[start of Passage shown]
[CMake] Build, Make Install for multiple machines - Guidelines for Success

Roger Leigh rleigh at codelibre.net
Tue Jun 7 17:27:58 EDT 2016


On 07/06/2016 12:10, B00083603 Michael O Brien wrote:
> Hi all,
>
> I have to build OpenCV on multiple machines and I was wondering if the
> following was possible and advisable or should I use a different method?
> I'm still learning about the cmake,make, make install way of software
> installation
>
> *Environment*
>
> All the machines (vms) have access to the same shared storage and are
> all are Ubuntu 14.04
>
> *On vm1:* run "cmake" on the files stored on the shared storage with the
> configuration I need then run "make -j$(nproc)" before using "make
> install" to install OpenCV
>
> *On vm 2 to vm n*: Can I just run make install (assuming all the
> required software is already installed) or would I be advised to run
> "cmake" and "make -j" commands again?
>
>
> Also is there any issues (file locks for example) about running the
> required commands in parallel on multple vms pointing to the same source
> or would I be advised to run the commands in serial (vm by vm)?
[end of Passage shown]
### Exercise task A:
Say whether each statement agrees with the CMake mailing-list post above. Answer yes or no for each, and quote the deciding words from the post. (i) All the machines run Ubuntu 14.04. (ii) Each machine has its own separate storage. (iii) The writer already knows the cmake, make, make install way of installing software well.
[start of Supplied data]
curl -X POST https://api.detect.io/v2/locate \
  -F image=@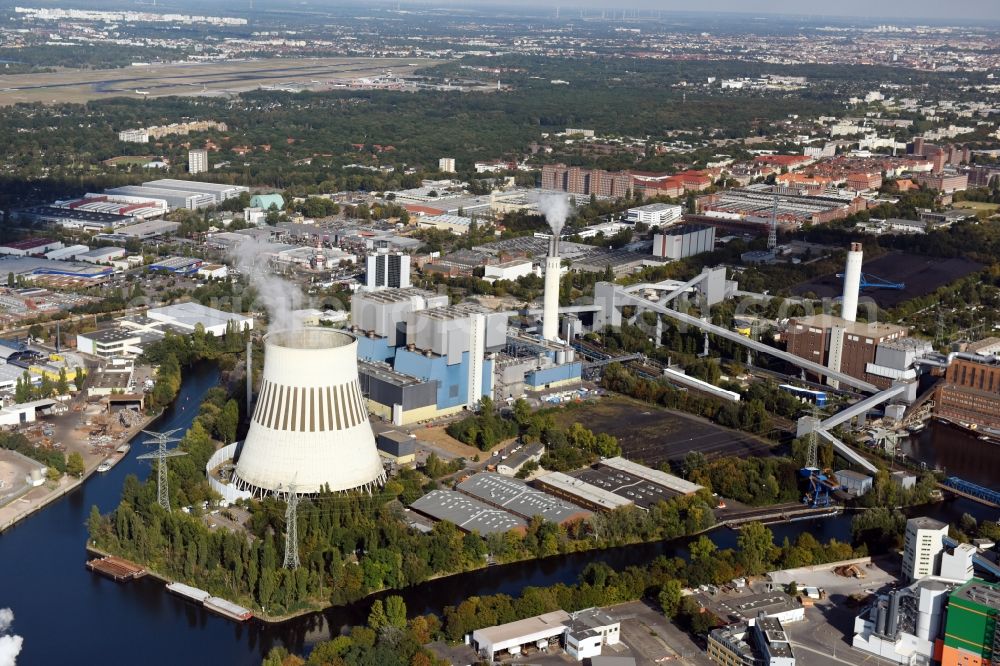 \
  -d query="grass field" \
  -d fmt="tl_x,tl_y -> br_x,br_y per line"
955,201 -> 1000,218
0,58 -> 436,105
555,396 -> 770,469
[end of Supplied data]
### Exercise task B:
List every line of the listing above that contains the string "curl".

### Answer A:
(i) Yes: "all are Ubuntu 14.04"
(ii) No: "All the machines (vms) have access to the same shared storage"
(iii) No: "I'm still learning about the cmake,make, make install way of software"

### Answer B:
curl -X POST https://api.detect.io/v2/locate \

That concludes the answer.